[Text block]
Those elevated enzymes often indicate damage to cells in the liver, but the pharmaceutical giant said no patients experienced liver-related symptoms or side effects.
Shares of Pfizer closed 3.6% lower on Monday.
New York-based Pfizer said it will instead focus on its other oral obesity drug, danuglipron, which is in a fully enrolled phase two clinical trial.
That study found that body weight was reduced after patients with Type 2 diabetes took high-dose versions of danuglipron twice a day for 16 weeks, according to results Pfizer released last month.
The company expects to finalize plans for a phase three clinical trial program on danuglipron by the end of 2023. Pfizer added that it is also developing a version of danuglipron that patients take once a day instead of twice.
“We look forward to analyzing the danuglipron Phase 2 results and selecting the dose and titration schedule that will maximize the therapeutic benefit and safety and tolerability,” William Sessa, Pfizer’s chief scientific officer of internal medicine, said in a press release.
Pfizer CEO Albert Bourla has said that an obesity pill could eventually generate $10 billion each year for the company.
Lotiglipron, danuglipron and Novo Nordisk‘s blockbuster weight loss injections Ozempic and Wegovy are part of a class of drugs called glucagon-like peptide-1 agonists.
They mimic a hormone produced in the gut called GLP-1, which signals to the brain when a person is full.
The drugs can also help people manage Type 2 diabetes because they encourage insulin release from the pancreas, lowering blood sugar levels.
Oral drugs such as Pfizer’s danuglipron could offer an advantage over frequent injections. Novo Nordisk and Eli Lilly are also developing their own experimental obesity and diabetes pills.
The new class of obesity drugs is piquing public interest and causing a weight loss industry gold rush. But there’s still uncertainty about their accessibility, and questions remain about how long patients would need to take the drugs to keep unwanted weight off.
Some people who stop taking the drugs complain about a weight rebound that is difficult to control.
More than 2 in 5 adults have obesity, according to the National Institutes of Health. About 1 in 11 adults have severe obesity.
Analysts believe Eli Lilly’s pill has an edge over Pfizer’s danuglipron.
Wells Fargo analyst Mohit Bansal said in a research note Monday that Pfizer’s decision to compete in the oral weight loss drug space with danuglipron will be challenging given strong data on Eli Lilly’s experimental pill orforglipron.
Overweight or obese patients who took orforglipron once a day lost 14.7% of their body weight after 36 weeks, according to midstage clinical trial results the company released Friday.
Bansal added that physicians generally prefer a once-daily pill like orforglipron over the twice-daily danuglipron: “Based on convenience, tolerability, and weight loss magnitude, orforglipron is likely the bar to beat.”

[Problems to solve]
**A)** Answer these questions using the Pfizer article:
(i) By what percentage did Pfizer shares close lower on Monday?
(ii) Where in the body is the hormone GLP-1 produced?
(iii) What share of their body weight did patients taking orforglipron once a day lose after 36 weeks?
**B)** Reproduce the Pfizer article from the words "That study found" up to and including the words "released last month.".

[Extracted information]

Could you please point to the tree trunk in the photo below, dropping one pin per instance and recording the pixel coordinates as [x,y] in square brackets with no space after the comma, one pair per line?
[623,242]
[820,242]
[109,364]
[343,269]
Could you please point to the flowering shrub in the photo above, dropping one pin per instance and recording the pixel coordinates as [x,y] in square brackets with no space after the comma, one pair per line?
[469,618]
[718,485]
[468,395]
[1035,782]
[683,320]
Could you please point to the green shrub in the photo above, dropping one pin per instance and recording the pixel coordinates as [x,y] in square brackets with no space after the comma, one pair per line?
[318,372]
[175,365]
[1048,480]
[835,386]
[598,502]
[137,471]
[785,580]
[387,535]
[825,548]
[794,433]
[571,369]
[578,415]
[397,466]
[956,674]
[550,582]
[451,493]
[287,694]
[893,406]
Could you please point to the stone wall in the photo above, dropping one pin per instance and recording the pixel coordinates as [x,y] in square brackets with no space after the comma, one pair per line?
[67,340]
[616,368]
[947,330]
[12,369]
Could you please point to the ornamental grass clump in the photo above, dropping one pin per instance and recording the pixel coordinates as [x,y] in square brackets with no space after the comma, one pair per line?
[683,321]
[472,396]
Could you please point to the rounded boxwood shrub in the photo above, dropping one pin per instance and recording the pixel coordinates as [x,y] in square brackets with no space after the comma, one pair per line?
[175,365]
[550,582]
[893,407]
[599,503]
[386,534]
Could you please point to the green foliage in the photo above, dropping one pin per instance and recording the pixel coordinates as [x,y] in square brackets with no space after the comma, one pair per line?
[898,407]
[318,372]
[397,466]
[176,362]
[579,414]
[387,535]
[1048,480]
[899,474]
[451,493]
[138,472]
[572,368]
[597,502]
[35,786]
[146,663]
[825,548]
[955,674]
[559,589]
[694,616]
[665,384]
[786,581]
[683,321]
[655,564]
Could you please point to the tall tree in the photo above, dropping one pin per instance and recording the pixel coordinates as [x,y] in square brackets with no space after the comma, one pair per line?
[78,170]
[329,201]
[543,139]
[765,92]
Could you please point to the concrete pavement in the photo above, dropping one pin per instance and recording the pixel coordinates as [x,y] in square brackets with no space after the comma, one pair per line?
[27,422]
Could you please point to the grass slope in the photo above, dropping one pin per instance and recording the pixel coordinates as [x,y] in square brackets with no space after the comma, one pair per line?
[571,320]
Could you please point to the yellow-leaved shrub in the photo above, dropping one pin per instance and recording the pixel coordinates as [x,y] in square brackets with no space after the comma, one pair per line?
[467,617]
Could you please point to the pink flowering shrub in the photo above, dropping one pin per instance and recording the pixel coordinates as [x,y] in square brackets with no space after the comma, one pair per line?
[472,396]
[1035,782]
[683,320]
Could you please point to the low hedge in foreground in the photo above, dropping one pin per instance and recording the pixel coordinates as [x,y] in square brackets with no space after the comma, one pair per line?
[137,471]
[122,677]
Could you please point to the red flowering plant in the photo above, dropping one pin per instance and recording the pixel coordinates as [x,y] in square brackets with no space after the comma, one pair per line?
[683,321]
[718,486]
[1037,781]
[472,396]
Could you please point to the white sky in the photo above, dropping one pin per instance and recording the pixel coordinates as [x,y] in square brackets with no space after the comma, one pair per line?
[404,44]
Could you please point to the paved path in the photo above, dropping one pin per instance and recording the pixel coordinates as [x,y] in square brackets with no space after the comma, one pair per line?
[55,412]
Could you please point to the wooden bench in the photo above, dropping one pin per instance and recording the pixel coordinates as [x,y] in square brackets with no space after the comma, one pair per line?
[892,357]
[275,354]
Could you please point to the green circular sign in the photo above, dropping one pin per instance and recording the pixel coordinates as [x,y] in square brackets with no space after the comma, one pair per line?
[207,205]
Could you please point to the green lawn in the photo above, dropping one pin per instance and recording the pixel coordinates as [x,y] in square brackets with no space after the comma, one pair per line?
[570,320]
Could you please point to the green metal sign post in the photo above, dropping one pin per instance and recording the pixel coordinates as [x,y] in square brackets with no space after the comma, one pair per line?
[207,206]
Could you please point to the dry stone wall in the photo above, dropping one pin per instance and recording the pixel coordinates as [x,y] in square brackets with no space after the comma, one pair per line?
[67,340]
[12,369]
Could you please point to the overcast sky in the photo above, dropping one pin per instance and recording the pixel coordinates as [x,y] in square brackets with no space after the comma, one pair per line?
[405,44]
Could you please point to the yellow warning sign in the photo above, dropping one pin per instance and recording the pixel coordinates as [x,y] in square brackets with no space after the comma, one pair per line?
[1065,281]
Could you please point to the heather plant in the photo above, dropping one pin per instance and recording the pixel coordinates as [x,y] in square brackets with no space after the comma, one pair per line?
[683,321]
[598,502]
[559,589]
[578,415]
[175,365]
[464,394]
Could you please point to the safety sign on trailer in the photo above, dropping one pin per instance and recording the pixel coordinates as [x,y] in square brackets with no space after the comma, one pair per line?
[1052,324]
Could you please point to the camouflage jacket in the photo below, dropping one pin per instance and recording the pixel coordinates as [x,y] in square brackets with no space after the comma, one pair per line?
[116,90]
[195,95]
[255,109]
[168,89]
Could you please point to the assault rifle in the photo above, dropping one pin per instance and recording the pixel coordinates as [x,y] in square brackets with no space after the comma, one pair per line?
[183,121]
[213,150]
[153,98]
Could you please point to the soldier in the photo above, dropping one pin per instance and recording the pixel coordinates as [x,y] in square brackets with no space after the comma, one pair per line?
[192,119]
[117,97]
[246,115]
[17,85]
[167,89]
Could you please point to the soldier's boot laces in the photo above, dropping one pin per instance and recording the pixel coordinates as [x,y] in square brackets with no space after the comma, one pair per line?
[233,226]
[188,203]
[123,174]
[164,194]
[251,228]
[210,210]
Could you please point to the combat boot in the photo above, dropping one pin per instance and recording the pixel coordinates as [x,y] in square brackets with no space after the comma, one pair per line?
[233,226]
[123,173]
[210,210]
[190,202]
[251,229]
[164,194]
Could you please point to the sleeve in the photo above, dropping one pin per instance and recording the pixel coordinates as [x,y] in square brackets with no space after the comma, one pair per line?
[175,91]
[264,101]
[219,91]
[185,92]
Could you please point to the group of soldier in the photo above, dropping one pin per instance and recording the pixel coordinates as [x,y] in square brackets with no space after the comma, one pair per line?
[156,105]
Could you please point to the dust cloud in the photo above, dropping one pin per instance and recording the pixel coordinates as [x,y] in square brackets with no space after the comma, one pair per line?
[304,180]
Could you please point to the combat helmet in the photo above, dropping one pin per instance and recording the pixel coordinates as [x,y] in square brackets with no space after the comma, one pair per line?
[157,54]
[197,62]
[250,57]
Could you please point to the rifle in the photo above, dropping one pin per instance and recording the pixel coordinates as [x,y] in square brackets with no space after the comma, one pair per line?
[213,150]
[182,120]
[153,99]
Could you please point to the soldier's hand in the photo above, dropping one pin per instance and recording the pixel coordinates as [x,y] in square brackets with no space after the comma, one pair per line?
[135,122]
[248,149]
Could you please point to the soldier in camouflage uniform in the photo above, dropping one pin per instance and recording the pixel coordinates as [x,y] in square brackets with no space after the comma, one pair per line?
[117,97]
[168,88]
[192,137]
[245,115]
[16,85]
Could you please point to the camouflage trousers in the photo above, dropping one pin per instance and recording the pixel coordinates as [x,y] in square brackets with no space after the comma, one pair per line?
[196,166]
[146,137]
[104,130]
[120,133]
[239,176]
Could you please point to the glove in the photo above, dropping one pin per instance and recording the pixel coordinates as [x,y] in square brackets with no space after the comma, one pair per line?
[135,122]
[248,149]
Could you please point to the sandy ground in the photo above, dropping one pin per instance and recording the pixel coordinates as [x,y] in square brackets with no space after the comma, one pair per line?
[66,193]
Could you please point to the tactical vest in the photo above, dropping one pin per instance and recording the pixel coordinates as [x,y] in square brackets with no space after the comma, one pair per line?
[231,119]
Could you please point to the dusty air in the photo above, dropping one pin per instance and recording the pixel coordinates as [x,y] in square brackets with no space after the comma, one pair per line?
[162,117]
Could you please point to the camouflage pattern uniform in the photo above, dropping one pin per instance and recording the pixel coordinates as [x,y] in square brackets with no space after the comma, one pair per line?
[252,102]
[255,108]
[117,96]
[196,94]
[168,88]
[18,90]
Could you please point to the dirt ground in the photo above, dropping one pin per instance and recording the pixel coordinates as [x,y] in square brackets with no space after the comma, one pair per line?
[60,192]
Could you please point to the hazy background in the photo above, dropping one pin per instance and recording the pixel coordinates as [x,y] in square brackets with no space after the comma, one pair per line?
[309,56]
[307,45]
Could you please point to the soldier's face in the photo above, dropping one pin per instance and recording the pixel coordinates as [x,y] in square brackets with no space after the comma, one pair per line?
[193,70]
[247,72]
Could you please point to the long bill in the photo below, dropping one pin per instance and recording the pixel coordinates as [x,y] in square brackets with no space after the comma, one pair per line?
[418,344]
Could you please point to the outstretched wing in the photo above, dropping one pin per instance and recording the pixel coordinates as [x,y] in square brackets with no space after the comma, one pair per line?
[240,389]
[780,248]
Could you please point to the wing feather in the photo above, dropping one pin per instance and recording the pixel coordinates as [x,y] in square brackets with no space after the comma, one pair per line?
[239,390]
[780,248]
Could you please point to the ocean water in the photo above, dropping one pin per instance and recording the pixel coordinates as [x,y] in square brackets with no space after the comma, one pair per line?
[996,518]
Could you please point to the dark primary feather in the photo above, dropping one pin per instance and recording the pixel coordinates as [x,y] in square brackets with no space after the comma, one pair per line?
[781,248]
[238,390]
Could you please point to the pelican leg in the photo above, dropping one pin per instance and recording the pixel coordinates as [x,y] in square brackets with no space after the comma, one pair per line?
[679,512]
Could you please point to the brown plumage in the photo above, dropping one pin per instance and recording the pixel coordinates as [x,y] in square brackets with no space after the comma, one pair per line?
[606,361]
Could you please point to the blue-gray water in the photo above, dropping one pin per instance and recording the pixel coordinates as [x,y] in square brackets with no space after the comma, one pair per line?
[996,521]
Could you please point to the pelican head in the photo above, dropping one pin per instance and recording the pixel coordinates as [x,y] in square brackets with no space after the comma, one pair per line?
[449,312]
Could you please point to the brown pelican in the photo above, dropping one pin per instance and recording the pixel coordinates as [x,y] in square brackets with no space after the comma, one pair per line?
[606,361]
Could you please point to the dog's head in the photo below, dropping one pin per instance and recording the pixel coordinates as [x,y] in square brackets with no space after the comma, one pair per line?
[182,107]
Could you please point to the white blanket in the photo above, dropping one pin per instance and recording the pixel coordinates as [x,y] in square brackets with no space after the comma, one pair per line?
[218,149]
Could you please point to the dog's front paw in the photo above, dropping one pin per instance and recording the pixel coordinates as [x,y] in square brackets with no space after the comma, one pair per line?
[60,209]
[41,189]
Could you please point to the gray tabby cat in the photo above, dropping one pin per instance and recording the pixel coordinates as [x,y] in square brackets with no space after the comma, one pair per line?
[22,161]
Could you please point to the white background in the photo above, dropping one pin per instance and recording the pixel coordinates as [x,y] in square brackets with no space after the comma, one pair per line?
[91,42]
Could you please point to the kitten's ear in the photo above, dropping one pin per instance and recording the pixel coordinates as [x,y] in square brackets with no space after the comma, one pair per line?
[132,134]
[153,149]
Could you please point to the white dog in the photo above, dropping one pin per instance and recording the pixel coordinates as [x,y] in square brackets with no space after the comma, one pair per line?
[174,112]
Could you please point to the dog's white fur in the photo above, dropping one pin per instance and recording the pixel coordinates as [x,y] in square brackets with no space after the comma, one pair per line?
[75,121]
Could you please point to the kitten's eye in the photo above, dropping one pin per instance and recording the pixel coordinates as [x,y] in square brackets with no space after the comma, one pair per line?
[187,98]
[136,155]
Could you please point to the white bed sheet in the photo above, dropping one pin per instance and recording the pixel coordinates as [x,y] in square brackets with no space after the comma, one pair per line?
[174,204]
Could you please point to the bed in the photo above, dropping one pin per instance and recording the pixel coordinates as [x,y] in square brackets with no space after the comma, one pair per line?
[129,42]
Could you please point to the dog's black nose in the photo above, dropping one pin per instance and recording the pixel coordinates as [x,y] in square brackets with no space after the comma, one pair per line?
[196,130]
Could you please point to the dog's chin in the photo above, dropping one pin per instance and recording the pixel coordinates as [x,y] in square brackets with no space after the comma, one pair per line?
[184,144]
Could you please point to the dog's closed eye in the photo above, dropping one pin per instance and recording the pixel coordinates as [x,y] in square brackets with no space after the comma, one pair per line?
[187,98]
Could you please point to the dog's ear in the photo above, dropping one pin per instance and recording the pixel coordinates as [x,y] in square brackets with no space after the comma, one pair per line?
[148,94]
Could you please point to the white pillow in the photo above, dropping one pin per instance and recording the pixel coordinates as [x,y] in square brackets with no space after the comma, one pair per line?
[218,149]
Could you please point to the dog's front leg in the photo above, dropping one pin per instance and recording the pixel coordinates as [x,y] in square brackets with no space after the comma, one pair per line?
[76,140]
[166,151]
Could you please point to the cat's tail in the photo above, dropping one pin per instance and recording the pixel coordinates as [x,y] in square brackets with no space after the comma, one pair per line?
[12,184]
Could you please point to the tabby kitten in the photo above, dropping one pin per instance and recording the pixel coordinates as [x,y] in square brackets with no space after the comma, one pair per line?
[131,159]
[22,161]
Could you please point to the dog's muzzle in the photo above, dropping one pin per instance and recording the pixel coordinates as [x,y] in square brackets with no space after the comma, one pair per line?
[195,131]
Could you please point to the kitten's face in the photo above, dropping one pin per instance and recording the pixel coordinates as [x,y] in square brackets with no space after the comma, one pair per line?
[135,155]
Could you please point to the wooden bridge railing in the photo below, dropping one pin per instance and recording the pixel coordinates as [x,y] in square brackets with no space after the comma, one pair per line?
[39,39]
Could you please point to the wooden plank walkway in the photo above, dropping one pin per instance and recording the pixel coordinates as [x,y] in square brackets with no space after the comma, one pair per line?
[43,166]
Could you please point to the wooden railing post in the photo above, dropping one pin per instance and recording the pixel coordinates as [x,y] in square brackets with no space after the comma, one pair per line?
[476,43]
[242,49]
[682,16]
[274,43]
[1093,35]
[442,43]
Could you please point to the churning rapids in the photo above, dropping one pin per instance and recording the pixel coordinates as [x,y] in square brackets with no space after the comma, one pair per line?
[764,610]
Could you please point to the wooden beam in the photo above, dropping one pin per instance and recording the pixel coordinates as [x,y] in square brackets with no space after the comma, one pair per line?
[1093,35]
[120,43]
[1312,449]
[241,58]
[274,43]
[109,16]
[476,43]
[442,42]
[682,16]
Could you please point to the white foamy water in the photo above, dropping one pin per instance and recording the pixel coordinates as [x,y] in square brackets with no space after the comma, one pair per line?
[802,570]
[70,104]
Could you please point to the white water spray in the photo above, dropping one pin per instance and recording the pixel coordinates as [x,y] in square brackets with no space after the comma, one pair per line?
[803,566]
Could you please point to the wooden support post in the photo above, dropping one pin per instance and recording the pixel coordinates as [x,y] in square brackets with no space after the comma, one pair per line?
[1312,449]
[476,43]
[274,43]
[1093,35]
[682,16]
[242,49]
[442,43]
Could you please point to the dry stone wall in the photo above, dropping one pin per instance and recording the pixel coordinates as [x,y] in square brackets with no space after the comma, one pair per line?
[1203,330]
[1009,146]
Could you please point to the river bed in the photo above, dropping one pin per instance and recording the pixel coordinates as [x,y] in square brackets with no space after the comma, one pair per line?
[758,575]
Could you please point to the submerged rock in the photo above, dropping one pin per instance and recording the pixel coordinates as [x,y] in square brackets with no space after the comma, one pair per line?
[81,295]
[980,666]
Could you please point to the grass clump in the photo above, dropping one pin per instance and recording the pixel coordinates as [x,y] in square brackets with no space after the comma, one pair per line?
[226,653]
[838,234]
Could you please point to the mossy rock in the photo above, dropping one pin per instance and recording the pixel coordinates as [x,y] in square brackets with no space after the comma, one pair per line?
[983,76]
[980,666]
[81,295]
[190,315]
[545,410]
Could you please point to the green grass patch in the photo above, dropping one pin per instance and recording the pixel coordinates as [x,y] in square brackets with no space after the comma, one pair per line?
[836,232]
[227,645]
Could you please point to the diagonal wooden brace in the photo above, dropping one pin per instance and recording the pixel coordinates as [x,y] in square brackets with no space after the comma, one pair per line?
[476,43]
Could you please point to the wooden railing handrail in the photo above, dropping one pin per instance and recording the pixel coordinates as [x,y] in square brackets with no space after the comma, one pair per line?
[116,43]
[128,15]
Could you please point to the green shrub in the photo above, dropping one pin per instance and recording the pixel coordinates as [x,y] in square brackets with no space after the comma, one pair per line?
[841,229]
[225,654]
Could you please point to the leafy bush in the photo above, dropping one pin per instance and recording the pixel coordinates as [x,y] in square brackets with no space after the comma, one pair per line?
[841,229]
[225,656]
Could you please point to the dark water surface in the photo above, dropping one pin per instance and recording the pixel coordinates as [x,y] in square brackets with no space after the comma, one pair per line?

[Answers given]
**A)**
(i) 3.6%
(ii) In the gut
(iii) 14.7%

**B)**
That study found that body weight was reduced after patients with Type 2 diabetes took high-dose versions of danuglipron twice a day for 16 weeks, according to results Pfizer released last month.